▶ [TO DO]:
**a)** In the Dawkins article, who recommended The God Delusion to Judith R Babarsky?
**b)** Please copy the Dawkins article word for word, beginning at the words "An interesting article" and stopping after "to her conversion.".

▶ [PAGE EXTRACT]:

%%

The Richard Dawkins effect: Could the atheist's rants against Christianity actually be winning people to it?

Professor Richard Dawkins, the author of The God DelusionAP/Akira Suemori

An interesting article appeared on the Dead Philosophers Society a few weeks ago from an academic who shares that reading Richard Dawkins' The God Delusion actually led to her conversion. 

Judith R Babarsky, an academic on the faculty at Holy Apostles College and Seminary, says she was recommended the bestseller by her eldest stepdaughter.

Babarsky did, it appears, already have some kind of faith in one God but regarded it as "unexamined" until she read the bestseller.

Having been initially "intrigued" by the blurb on The God Delusion, she goes on to say she "barely made it through a third of the book".

There were, she writes, "no cogent arguments" for or against the existence of God.  Instead what she discovered were statements about Jesus that were "so ill-informed that I resolved to actually learn something about Jesus Christ". 

"Truthfully, I found the book a waste of my time," she writes.

But perhaps a waste of time that wasn't such a waste after all as it was reading Dawkins' book that pushed her to delve into the issues she says were "holding me back from a full commitment to faith".  

She doesn't say what those issues are exactly beyond a need to find a sound intellectual basis for faith in Jesus Christ.  

"I realized I was no better than Dawkins.  I was basing my faith on inner feelings and a perceived sense of my world, having never thought much deeper than surface level ... In reading to refute Dawkins as well as educate myself and find answers to questions, I discovered the God-man Jesus Christ." 

But her search didn't end there as she delved into Pope Benedict XVI's Jesus of Nazareth and this in turn solidified her conclusions that faith in a supernatural God who came to earth in the form of Jesus Christ to atone for mankind's sin does indeed make sense, even though it cannot be proven by scientific method.

%%

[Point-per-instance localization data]
%%

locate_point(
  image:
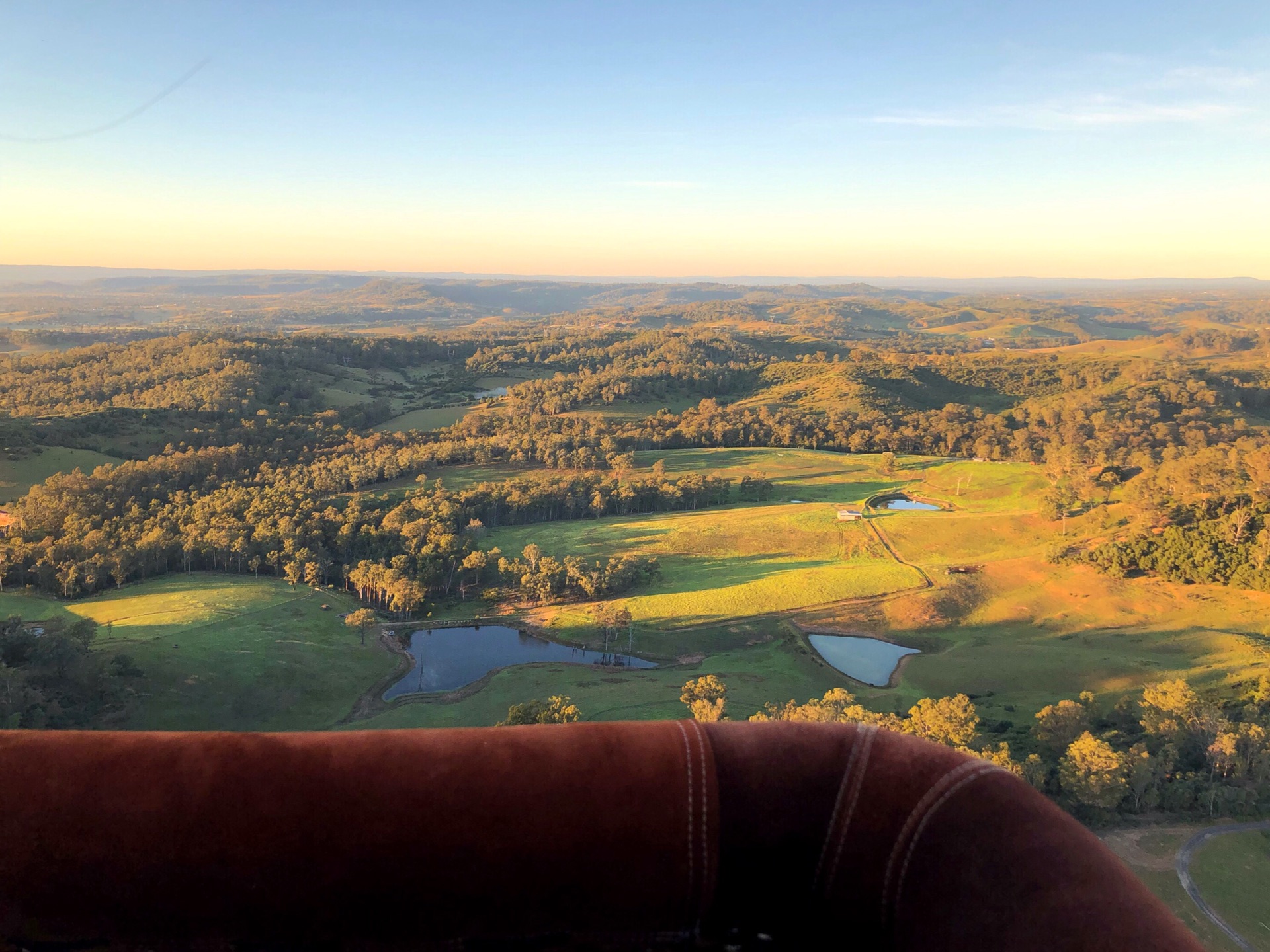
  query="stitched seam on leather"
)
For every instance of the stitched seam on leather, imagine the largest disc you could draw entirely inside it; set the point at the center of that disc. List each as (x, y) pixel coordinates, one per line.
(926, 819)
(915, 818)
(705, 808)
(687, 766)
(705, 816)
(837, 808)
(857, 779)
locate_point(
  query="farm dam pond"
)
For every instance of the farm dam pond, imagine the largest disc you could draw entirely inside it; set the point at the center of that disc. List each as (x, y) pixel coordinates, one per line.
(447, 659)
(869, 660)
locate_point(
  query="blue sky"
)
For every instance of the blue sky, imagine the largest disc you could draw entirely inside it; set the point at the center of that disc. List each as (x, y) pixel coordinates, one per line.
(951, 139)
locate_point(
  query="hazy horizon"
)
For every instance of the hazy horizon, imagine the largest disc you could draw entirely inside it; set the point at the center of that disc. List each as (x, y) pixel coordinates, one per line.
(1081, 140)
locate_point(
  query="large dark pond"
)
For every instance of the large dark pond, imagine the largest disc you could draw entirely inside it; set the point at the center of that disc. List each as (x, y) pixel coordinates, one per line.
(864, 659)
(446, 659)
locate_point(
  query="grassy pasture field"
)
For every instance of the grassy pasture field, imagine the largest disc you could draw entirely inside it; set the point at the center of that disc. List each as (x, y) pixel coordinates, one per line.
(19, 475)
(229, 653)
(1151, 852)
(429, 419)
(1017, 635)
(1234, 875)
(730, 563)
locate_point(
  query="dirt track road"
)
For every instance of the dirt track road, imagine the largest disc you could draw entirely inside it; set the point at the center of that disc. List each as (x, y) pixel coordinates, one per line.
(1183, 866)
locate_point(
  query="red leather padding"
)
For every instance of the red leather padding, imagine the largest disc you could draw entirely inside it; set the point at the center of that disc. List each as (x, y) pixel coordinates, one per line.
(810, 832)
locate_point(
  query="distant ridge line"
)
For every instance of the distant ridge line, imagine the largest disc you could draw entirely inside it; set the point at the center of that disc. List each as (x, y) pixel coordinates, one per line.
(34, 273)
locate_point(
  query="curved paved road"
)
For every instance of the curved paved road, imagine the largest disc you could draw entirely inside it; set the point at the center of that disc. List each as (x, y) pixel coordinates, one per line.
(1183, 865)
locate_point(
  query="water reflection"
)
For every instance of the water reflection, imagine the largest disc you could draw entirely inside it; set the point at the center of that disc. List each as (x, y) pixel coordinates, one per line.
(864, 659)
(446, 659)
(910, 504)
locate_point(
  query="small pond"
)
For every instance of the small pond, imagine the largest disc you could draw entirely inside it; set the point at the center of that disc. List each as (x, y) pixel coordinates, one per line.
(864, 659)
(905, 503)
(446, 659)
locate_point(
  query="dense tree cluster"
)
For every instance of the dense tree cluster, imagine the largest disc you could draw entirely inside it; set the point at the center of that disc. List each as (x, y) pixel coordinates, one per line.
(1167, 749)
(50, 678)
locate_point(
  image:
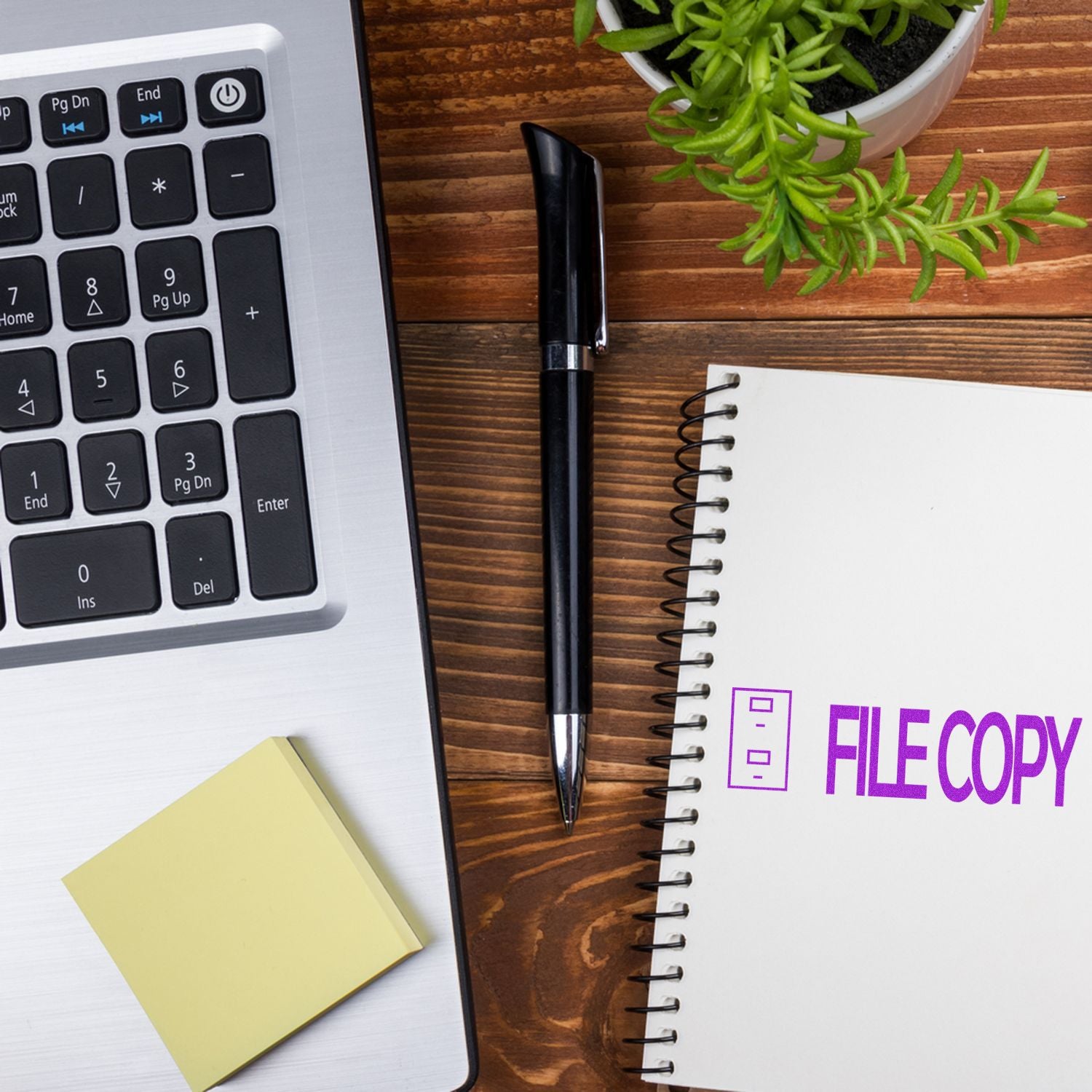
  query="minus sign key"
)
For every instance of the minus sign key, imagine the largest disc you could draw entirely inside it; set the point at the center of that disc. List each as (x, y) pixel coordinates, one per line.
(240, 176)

%%

▶ [SOLUTION SET]:
**a)** Her eldest stepdaughter.

**b)**
An interesting article appeared on the Dead Philosophers Society a few weeks ago from an academic who shares that reading Richard Dawkins' The God Delusion actually led to her conversion.